start Data entries
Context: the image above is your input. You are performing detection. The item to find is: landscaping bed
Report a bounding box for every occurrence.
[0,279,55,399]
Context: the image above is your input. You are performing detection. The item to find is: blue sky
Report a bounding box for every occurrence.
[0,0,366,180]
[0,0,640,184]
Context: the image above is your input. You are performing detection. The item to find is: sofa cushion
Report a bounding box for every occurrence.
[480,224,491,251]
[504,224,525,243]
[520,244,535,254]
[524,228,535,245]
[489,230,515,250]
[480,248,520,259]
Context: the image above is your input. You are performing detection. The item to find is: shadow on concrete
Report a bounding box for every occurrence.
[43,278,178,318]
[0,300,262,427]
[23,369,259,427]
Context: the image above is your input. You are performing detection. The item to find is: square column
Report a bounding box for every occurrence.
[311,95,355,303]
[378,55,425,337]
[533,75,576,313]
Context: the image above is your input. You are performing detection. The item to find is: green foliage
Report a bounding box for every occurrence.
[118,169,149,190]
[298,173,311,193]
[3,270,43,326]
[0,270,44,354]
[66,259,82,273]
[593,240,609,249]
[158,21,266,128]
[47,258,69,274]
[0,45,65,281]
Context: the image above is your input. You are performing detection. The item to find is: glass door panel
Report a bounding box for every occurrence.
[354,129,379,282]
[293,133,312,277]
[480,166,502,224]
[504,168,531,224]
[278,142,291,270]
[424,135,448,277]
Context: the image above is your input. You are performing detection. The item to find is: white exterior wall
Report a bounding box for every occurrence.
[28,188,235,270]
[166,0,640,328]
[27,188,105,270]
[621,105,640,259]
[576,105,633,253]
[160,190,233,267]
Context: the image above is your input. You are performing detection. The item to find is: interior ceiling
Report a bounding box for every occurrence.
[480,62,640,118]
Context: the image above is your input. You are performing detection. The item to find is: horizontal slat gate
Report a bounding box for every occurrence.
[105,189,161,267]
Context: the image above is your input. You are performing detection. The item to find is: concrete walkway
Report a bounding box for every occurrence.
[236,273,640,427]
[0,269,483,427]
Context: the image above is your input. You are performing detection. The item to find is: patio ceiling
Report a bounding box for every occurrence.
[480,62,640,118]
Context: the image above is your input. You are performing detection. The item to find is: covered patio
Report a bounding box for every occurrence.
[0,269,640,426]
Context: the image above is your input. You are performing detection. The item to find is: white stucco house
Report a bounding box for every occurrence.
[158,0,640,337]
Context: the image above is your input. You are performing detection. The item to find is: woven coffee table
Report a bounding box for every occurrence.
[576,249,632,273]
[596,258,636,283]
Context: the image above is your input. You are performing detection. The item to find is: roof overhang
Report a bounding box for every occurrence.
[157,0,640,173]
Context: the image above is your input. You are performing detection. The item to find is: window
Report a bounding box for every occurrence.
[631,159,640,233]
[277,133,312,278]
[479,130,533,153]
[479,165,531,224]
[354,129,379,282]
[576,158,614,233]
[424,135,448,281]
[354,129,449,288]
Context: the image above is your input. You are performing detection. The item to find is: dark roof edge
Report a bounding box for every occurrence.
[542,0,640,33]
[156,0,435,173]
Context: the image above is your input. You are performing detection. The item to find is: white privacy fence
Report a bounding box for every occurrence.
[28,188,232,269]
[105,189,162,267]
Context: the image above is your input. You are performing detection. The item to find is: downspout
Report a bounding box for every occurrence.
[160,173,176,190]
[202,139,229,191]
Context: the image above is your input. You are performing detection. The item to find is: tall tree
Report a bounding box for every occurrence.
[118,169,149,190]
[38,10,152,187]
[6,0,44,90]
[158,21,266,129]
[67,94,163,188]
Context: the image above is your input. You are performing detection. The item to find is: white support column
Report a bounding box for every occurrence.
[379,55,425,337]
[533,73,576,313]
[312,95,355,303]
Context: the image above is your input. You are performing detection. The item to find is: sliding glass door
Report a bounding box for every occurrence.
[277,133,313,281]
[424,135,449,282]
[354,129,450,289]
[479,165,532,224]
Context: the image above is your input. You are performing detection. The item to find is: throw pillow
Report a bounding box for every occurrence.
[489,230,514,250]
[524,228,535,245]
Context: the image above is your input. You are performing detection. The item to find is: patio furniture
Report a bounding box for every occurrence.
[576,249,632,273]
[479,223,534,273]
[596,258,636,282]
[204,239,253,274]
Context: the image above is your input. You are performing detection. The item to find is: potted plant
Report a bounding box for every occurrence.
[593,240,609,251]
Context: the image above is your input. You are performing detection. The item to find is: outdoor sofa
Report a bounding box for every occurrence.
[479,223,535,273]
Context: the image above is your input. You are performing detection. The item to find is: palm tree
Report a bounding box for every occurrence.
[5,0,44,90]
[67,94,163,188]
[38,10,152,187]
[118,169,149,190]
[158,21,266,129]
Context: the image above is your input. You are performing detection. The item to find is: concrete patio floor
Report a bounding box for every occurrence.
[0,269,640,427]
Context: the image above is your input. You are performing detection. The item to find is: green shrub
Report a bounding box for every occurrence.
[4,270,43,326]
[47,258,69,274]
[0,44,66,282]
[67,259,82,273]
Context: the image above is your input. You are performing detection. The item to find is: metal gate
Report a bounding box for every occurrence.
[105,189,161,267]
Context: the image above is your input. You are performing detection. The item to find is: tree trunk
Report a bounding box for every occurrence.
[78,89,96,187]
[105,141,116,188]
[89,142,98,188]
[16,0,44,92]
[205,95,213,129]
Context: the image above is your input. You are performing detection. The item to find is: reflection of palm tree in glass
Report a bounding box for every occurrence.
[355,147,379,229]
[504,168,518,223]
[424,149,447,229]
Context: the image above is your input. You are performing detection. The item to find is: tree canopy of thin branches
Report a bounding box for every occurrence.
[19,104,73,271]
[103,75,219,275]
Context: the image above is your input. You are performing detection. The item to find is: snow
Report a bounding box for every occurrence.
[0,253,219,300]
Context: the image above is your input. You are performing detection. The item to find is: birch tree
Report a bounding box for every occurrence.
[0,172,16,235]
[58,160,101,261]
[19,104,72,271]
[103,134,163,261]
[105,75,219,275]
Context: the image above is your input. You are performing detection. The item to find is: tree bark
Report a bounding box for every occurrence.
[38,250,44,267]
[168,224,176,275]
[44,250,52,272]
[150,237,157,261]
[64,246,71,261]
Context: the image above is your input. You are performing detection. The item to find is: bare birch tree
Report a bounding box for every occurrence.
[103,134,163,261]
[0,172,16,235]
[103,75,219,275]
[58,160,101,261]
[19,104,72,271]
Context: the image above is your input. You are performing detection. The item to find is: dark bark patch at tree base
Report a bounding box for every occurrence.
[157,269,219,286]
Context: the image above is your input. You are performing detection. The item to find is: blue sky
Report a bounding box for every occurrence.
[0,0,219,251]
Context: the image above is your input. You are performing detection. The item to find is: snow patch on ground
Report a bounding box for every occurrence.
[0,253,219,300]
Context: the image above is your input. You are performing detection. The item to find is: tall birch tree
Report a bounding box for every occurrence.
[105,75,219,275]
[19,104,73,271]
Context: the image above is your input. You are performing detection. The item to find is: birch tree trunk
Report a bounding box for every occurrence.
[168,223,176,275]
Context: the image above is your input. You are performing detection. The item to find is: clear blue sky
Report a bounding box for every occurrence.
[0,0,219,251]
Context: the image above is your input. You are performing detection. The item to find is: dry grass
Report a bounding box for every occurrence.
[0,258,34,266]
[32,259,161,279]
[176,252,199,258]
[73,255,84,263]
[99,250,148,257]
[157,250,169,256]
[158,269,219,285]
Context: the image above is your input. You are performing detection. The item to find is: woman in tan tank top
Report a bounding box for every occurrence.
end Data entries
Please write out everything from the start of the data down to the line containing "[480,248,520,259]", that line included, keeping every line but multiplying each bounding-box coordinate by 0.45. Round the results to whole numbers, with halves going up.

Context: the image above is your input. You are performing detection. The item to find is: landscaping bed
Report a bounding box for every occurrence.
[0,126,25,180]
Context: the image above is your input. You are performing detection. The item to find is: blue sky
Report a bounding box for every occurrence.
[0,0,165,81]
[0,0,288,83]
Context: the image above is your input. You are performing detection. The item to find is: sofa cushion
Report a bounding box for every occurrence.
[216,101,221,113]
[227,101,236,109]
[234,110,241,114]
[236,103,241,110]
[220,104,232,113]
[216,112,234,117]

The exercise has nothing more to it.